**Description of the task**
Write out each line that follows exactly as it stands, without the pictures.

**Dataset rows**
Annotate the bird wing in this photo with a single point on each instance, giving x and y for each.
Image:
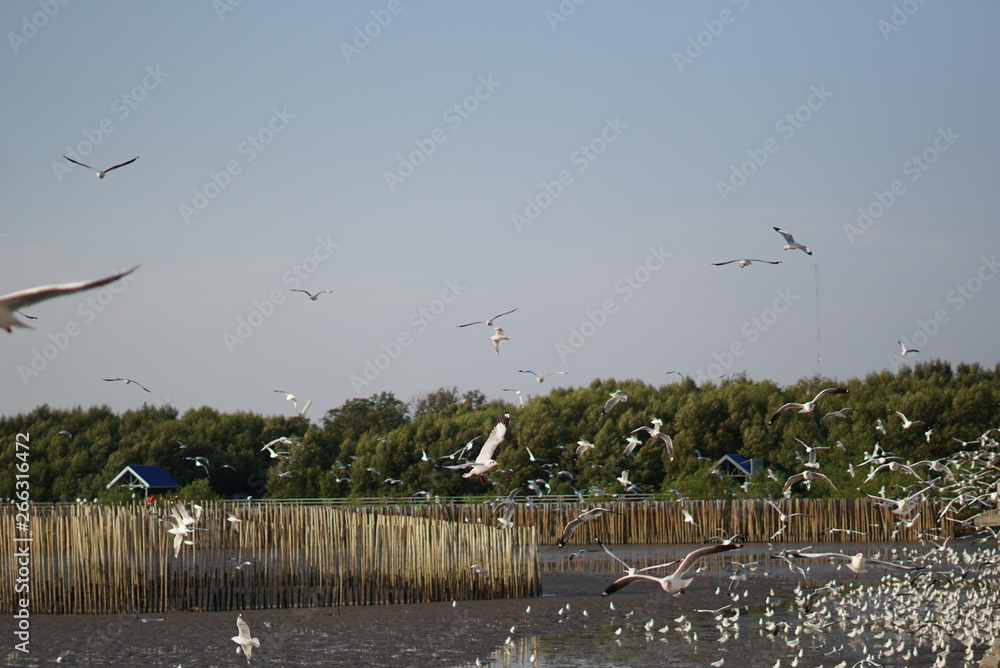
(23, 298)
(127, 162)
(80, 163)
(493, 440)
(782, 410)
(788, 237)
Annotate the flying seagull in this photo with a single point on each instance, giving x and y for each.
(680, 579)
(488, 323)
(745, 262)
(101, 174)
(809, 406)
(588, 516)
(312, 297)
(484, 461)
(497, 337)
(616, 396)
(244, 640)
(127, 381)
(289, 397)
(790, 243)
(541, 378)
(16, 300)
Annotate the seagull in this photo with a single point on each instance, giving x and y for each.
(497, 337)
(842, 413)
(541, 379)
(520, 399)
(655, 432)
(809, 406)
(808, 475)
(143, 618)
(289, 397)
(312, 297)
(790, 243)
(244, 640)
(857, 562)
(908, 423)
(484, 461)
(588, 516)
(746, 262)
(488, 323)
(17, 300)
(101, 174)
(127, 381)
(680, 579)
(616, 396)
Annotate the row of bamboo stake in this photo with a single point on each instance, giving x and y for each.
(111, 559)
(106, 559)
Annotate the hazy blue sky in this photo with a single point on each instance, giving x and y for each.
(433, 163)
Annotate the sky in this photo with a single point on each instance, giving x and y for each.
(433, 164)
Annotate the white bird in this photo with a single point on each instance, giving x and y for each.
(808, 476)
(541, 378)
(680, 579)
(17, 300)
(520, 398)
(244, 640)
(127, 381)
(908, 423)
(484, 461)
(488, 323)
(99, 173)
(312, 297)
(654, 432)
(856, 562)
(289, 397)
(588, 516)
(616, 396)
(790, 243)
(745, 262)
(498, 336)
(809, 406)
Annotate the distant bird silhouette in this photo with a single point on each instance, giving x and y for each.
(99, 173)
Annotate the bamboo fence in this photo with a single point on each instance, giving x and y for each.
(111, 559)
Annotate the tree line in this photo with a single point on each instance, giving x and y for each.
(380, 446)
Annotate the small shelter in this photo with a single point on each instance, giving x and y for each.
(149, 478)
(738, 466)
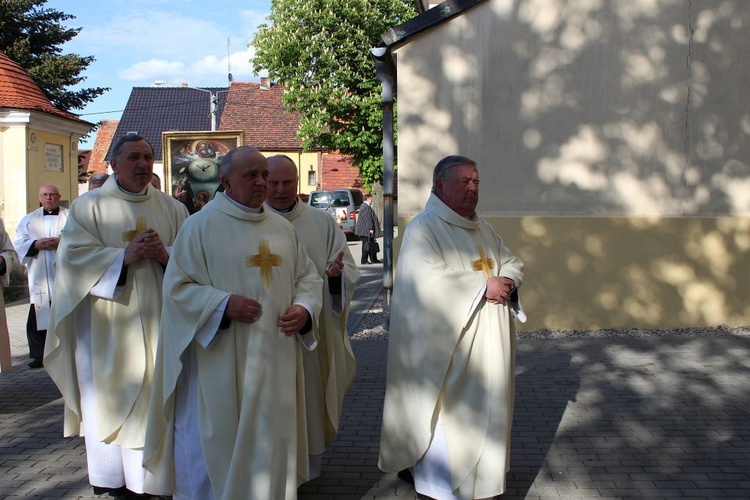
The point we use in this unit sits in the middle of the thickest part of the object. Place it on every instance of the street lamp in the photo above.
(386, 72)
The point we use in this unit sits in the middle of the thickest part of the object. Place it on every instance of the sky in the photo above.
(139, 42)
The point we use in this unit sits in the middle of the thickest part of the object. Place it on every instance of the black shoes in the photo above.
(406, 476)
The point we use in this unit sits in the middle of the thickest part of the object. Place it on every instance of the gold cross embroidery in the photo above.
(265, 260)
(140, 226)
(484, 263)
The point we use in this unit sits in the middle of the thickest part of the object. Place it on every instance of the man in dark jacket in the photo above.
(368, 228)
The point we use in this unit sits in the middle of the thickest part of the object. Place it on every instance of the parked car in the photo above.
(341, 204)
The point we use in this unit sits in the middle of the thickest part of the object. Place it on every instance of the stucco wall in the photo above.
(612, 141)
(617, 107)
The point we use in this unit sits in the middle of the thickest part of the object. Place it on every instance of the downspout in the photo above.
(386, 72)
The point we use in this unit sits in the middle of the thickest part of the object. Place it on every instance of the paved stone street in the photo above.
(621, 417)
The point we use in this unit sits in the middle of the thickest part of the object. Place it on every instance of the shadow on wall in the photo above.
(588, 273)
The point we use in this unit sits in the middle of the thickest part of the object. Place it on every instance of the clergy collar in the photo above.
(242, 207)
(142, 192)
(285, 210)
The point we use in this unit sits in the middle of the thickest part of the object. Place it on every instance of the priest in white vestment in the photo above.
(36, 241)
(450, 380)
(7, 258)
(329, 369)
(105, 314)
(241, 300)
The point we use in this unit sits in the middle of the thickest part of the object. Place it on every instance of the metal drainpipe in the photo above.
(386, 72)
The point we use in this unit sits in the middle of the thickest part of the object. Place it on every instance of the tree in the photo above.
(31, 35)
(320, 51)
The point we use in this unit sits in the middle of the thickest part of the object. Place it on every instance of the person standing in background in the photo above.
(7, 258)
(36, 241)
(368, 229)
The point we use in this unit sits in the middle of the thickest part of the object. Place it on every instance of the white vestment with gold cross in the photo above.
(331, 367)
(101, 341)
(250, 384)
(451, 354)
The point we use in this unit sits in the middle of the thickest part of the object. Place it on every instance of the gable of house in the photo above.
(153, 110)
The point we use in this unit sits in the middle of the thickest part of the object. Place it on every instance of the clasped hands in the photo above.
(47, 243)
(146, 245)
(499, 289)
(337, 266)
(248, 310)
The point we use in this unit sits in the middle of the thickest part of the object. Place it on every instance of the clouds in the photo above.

**Result below**
Annotate the bird wing in this photo with a single point on each instance, giving x and y for each.
Image:
(23, 298)
(127, 162)
(80, 163)
(493, 440)
(782, 410)
(788, 237)
Annotate the flying seagull in this photo with a single point on each instance, giving x and y for each.
(680, 579)
(488, 323)
(745, 262)
(101, 174)
(809, 406)
(588, 516)
(312, 297)
(484, 461)
(497, 337)
(616, 396)
(244, 640)
(127, 381)
(289, 397)
(790, 243)
(541, 378)
(16, 300)
Annotate the seagull in this photo with a single point on each instance, giving x and y for each.
(497, 337)
(842, 413)
(541, 379)
(520, 399)
(655, 432)
(809, 406)
(808, 475)
(143, 618)
(289, 397)
(312, 297)
(790, 243)
(244, 640)
(857, 562)
(908, 423)
(484, 461)
(588, 516)
(746, 262)
(488, 323)
(17, 300)
(101, 174)
(127, 381)
(680, 579)
(616, 396)
Annotate the row of bamboo stake in this photo with a single point on each instance, giving x and y for each.
(111, 559)
(106, 559)
Annotate the hazy blue sky in this photo with a single point on each instance, giving x and y for each.
(433, 163)
Annotate the sky in this photo with a single point on each instance, giving x and y for each.
(433, 164)
Annotate the white bird in this photo with a single point on each instance, giving x and y for each.
(808, 476)
(541, 378)
(680, 579)
(17, 300)
(520, 398)
(244, 640)
(127, 381)
(908, 423)
(484, 461)
(488, 323)
(99, 173)
(312, 297)
(654, 432)
(856, 562)
(289, 397)
(588, 516)
(616, 396)
(790, 243)
(745, 262)
(498, 336)
(809, 406)
Annotate the distant bird silhouette in this photo with a single point on each instance, giving x and y for each.
(99, 173)
Annotate the bamboo fence in this photo with a single point on each instance, giving x and y for each.
(111, 559)
Annotate the tree line in this photo with a single point on each instance, giving x and y for each.
(380, 446)
Annotate the small shelter in this photo with a single point on each instance, giving x and y for each.
(149, 478)
(738, 466)
The point we use in this unit sits in the middle of the thickest part of the object. Place it on every instance of the street lamp in the photo above.
(386, 72)
The point we use in this unit sits in the middle of the thickest part of the object. Place it on every instance of the sky in the photo above.
(139, 42)
The point we use in this unit sits in the middle of the thickest part of the object. Place it on every instance of the black shoes in the photo above.
(406, 476)
The point we use in this unit sits in the middle of the thickest part of the object. Place it on every instance of the gold cross embroidery in the photo above.
(265, 260)
(140, 226)
(484, 263)
The point we use in this unit sits in the middle of the thickest part of the object. Place it on every instance of the man in dark jacket in the photo above.
(368, 228)
The point we use in this unit sits in the middle of the thickest part of the object. Place it on every instance of the parked car in the photo above.
(341, 204)
The point we use in this unit sits in the middle of the thickest part of the object. Place it on every instance of the stucco wall in the photo above.
(612, 141)
(617, 107)
The point we use in this unit sits in the middle of the thickest part of the object. Place it on every instance of the downspout in the photo above.
(386, 72)
The point we use in this unit sits in the middle of the thickest part of the object. Place it on every instance of the paved stone street in the photo above.
(621, 417)
The point we use in this unit sits in the middle of the thickest part of the object. Place it on every instance of the shadow on wall in the photo above.
(588, 273)
The point we use in this unit sits in the middle of the thickest part of the object. Place it on every instance of the clergy collar in the photo above.
(242, 207)
(142, 192)
(285, 210)
The point we use in this unit sits in the middle of the thickest part of the object. Place it on every instance of the priest in white vestment in the photo above.
(36, 241)
(450, 380)
(7, 258)
(329, 369)
(105, 314)
(241, 300)
The point we use in this unit sits in the middle of the thickest part of the object. Place it on every instance of the metal drainpipe in the photo above.
(386, 72)
The point we use in this unit sits in the middle of the thickest part of the object. Place it on every instance of the tree in the photo above.
(31, 35)
(320, 51)
The point we use in this unit sits in the middle of the thickest part of the object. Place it on every instance of the person standing in background in the photo above.
(7, 258)
(36, 241)
(368, 229)
The point we use in this unit sits in the middle of the thickest part of the object. Place it on every instance of the white vestment with gold cross in the photo above.
(331, 367)
(101, 341)
(250, 384)
(451, 354)
The point we use in this unit sits in the middle of the thickest part of the object. Place it on every instance of the gable of house in the photo above.
(153, 110)
The point we use in this unit sits in the middle of the thickest part of the object. Place it on every instance of the clasped hands in the photo above.
(47, 243)
(146, 245)
(499, 289)
(337, 266)
(248, 310)
The point we use in this unit sits in the middle of the thickest part of the object. Place it on every instance of the clouds in the photo above.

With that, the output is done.